▶ [TASKS TO PERFORM]:
[1] From the account of relief flying in Haiti below, extract the part that opens with the words containing "My other responsibilities" and closes with "end of March.", copying it word for word.
[2] According to the account of relief flying in Haiti below, what is the typical length of a rotation there?

7:00 a.m. The pilots and mechanics would be gathering outside the residences of Mission Aviation Fellowship (MAF) families to get into their Land Cruisers for the twenty minute ride to the airport where another day would begin.

Hundreds of personnel and tons of food and medical supplies have been pouring in via Missionary Flights International (“MFI”) of Ft. Pierce, FL. The material has to be sorted and stashed, then made into loads (about 1,800 lb.) that can be put into the Kodiaks for their quick flights to the outlying towns for delivery to relief workers, missionaries, orphanages, hospitals and “IDP” (internally displaces persons) camps that are growing as people flee Port Au Prince.

MAF has worked in Haiti for decades, and knows the country and people. The wives and kids have all been sent home, and in their place a team of about 30 pilots, mechanics, coordinators and logistics personnel (mostly men) have moved in, some sleeping at the airport in tents and in the hangar. The rest drive through town every night to “batch it” in the former residences of the MAF families. Electricity for the team is provided by solar power, batteries, and a few diesel generators. Water comes from rain cisterns. Internet comes via satellite. Phone service comes via a Voice-over Internet Protocol (VOIP) at the airport. The homes even have satellite TV which works on the available power.

In spite of all these essential logistical assets, the work is grueling and the hours long. Dust coats everything, including computers, airplanes (inside and out) and clothes. It creates a brown pall that hangs thousands of feet over the valley. But it will soon be replaced by mud as the rains begin, probably in a few weeks.

The staff from MAF, Samaritan’s Purse, JAARS, Missionary Flights International and others all work as one team. The two Kodiaks (one from MAF, the other from Samaritan’s Purse) sit on the ramp awaiting their next mission.

I was only there a week, and felt a little guilty leaving so soon, since the typical rotation is 3-4 weeks. But I accomplished the mission I was sent to do – fly down the Samaritan’s Purse Kodiak, and complete the training of the other JAARS pilot, Gerry Gardner, who will remain there another ten days.

My other responsibilities at JAARS remain. Bible translation goes on around the world, and requires our service. Two of our pilots from Papua new Guinea are at Spokane Turbine Center getting their Kodiak initial training. After a short week here, I will head up to Spokane with one of our fresh Kodiak instructors, Mark Wuerffel, and together we will finish the training of our pilots from PNG before they return to the field. Not only will we be finishing their training, but I will be using the process to polish Mark as a Kodiak instructor. That week will be followed by a week’s missions conference at our church here in Charlotte, and in early March I may be heading back to Haiti for a longer stint. Our next Kodiak is scheduled to be picked up at the factory the end of March.

This spring and summer suddenly got very complicated, but like I’ve said, the quake in Haiti wasn’t on anyone’s schedule.

▶ [MATERIAL SUPPLIED]:
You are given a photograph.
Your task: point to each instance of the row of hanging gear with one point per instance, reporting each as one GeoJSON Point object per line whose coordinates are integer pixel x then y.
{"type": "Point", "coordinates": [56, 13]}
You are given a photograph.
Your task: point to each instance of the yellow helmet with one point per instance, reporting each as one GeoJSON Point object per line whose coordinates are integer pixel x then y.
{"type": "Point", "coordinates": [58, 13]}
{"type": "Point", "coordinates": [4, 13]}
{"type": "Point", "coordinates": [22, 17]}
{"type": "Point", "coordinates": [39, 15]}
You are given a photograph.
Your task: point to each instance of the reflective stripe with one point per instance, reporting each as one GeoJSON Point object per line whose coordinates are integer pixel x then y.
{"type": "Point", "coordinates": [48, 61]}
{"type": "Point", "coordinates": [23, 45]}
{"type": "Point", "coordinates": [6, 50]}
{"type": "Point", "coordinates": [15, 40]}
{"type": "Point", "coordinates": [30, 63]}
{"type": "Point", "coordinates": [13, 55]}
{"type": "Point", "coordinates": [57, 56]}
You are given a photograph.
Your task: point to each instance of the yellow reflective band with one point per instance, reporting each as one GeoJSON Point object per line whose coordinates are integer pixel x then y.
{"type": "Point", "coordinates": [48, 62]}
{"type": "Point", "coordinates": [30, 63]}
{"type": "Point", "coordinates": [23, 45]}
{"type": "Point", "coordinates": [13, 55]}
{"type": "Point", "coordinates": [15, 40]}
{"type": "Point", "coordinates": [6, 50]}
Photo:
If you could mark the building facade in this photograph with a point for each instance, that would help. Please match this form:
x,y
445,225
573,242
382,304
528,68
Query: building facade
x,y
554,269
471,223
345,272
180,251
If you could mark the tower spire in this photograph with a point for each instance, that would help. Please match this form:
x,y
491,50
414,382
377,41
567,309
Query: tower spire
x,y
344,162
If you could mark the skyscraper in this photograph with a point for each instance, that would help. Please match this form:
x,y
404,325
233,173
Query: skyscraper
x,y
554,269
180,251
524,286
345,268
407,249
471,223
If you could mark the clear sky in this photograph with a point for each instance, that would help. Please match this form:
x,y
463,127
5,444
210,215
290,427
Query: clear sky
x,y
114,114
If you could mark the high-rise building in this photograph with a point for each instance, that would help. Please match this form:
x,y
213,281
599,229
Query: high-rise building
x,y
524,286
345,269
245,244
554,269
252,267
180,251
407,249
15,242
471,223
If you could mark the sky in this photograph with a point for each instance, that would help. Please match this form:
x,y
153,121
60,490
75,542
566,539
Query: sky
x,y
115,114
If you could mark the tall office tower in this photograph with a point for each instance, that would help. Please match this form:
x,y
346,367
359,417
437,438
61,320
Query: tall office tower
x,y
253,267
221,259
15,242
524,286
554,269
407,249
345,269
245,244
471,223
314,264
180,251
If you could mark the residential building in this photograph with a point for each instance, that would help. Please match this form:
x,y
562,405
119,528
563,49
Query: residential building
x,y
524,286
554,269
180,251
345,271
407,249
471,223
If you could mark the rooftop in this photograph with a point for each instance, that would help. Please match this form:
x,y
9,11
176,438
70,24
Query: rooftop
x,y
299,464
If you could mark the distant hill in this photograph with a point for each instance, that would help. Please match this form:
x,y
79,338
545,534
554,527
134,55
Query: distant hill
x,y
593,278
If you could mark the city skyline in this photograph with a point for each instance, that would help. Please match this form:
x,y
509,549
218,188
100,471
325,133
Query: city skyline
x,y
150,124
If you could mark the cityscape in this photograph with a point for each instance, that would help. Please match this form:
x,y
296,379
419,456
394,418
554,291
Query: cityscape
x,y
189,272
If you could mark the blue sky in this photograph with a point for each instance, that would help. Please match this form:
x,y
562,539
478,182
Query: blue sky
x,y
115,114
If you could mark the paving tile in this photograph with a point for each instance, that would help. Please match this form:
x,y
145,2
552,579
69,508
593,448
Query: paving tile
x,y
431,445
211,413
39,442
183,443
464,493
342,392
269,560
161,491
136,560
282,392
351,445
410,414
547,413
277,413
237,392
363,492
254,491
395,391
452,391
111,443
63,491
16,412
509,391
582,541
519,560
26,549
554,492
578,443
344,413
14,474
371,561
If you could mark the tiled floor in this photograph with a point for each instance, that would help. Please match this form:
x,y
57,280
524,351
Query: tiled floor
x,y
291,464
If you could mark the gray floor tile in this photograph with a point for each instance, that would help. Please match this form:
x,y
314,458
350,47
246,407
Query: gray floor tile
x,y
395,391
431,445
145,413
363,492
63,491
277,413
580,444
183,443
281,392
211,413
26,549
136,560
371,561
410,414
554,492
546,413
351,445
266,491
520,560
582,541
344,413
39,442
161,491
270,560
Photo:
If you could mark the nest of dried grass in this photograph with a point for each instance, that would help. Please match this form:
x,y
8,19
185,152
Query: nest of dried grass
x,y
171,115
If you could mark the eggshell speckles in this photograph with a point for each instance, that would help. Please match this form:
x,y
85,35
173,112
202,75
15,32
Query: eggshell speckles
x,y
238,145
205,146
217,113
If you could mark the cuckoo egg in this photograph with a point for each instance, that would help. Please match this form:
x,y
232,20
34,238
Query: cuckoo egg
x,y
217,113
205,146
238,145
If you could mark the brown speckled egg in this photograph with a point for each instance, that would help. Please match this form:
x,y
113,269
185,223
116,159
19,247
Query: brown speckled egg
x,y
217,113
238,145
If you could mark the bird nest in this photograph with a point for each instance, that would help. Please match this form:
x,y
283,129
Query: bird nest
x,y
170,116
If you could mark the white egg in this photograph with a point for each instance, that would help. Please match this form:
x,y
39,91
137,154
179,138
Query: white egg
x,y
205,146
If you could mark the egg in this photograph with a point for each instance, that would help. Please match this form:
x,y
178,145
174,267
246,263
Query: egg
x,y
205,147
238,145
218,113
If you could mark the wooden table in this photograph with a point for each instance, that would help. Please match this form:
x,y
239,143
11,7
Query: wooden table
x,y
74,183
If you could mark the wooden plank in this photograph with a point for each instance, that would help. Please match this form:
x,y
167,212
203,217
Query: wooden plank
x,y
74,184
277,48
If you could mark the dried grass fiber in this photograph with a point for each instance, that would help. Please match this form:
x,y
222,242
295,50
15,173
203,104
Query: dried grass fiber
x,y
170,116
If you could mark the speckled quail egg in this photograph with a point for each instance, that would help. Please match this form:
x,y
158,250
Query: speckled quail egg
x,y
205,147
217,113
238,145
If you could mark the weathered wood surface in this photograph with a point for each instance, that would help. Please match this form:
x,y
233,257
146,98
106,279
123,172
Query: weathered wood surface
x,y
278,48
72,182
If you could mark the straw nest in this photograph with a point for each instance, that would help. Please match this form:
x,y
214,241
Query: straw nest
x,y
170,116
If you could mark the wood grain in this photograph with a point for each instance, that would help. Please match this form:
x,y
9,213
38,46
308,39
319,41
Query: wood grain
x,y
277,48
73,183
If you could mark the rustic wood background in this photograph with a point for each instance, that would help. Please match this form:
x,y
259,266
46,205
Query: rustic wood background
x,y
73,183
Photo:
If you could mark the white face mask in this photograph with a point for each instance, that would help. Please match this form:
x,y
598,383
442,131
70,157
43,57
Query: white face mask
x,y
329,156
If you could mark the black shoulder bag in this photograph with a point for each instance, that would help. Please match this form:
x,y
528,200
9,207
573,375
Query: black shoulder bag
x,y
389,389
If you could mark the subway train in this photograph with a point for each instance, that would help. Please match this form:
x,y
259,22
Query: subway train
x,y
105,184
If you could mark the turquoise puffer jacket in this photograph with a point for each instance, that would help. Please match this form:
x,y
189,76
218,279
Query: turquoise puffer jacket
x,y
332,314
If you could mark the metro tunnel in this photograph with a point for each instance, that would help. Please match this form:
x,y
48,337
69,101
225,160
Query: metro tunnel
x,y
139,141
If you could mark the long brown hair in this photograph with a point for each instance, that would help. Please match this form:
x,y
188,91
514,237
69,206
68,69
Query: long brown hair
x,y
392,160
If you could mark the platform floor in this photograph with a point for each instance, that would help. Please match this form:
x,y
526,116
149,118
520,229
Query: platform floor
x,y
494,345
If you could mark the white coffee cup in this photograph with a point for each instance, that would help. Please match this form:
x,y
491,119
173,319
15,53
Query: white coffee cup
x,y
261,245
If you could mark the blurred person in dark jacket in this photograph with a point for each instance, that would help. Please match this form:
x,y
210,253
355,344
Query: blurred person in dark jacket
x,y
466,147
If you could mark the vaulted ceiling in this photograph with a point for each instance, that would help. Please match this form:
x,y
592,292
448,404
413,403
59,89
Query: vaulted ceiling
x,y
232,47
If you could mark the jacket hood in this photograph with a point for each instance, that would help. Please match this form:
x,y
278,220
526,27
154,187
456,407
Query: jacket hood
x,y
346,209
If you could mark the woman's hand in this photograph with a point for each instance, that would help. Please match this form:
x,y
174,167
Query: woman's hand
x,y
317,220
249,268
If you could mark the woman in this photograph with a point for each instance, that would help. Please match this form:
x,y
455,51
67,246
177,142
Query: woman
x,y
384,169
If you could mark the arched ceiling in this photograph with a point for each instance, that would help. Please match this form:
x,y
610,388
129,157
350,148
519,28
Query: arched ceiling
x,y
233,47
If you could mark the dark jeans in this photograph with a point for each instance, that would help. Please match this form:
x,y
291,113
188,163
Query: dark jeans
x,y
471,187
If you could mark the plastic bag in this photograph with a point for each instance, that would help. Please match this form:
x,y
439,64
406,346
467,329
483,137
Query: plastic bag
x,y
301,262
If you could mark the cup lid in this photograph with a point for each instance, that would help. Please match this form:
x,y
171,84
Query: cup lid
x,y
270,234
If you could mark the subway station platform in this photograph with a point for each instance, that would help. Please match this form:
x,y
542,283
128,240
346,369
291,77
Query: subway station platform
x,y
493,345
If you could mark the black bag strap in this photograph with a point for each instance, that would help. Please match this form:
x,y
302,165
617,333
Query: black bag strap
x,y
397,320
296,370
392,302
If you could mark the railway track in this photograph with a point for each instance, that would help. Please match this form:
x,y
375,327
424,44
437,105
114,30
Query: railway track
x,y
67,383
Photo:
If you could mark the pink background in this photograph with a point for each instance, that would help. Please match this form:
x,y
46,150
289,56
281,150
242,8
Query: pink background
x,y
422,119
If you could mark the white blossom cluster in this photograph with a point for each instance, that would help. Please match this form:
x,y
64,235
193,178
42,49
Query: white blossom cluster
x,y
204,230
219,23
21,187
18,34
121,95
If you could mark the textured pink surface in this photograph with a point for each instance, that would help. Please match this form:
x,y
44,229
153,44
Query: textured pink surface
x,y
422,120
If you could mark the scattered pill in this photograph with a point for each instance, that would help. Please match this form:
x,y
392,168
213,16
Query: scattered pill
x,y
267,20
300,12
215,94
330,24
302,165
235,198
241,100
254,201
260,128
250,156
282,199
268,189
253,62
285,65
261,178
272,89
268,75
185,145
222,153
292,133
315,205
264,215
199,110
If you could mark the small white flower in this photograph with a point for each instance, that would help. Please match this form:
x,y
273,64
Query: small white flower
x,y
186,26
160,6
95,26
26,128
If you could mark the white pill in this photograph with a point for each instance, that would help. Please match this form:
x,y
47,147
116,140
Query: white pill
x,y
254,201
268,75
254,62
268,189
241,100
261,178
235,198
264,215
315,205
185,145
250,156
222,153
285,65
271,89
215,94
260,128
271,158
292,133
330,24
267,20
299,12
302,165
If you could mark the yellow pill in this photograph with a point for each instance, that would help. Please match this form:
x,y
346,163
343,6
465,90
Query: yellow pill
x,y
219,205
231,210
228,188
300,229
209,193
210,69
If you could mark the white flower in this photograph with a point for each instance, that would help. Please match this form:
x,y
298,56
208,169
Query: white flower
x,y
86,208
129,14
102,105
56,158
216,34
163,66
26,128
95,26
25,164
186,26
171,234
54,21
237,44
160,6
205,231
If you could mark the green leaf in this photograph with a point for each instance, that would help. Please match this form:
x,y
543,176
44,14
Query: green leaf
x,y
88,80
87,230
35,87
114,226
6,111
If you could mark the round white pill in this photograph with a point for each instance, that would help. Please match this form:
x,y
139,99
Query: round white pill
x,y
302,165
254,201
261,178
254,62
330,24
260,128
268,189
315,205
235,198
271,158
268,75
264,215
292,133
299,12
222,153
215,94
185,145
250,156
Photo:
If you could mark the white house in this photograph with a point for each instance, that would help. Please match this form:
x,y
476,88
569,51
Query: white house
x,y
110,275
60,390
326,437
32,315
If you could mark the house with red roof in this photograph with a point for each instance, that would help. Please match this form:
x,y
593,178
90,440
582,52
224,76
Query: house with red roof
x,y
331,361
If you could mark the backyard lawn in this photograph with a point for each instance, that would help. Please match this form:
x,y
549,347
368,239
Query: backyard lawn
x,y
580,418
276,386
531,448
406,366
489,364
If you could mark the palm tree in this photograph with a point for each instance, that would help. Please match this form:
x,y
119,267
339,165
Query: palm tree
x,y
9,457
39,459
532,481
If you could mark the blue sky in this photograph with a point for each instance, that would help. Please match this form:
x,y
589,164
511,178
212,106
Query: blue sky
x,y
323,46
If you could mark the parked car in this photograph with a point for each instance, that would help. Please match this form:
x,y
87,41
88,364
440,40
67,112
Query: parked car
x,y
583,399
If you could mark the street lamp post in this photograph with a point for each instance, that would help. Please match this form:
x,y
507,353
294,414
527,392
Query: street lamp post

▶ [ANSWERS PER TASK]:
[1]
My other responsibilities at JAARS remain. Bible translation goes on around the world, and requires our service. Two of our pilots from Papua new Guinea are at Spokane Turbine Center getting their Kodiak initial training. After a short week here, I will head up to Spokane with one of our fresh Kodiak instructors, Mark Wuerffel, and together we will finish the training of our pilots from PNG before they return to the field. Not only will we be finishing their training, but I will be using the process to polish Mark as a Kodiak instructor. That week will be followed by a week’s missions conference at our church here in Charlotte, and in early March I may be heading back to Haiti for a longer stint. Our next Kodiak is scheduled to be picked up at the factory the end of March.

[2] The typical rotation is 3-4 weeks.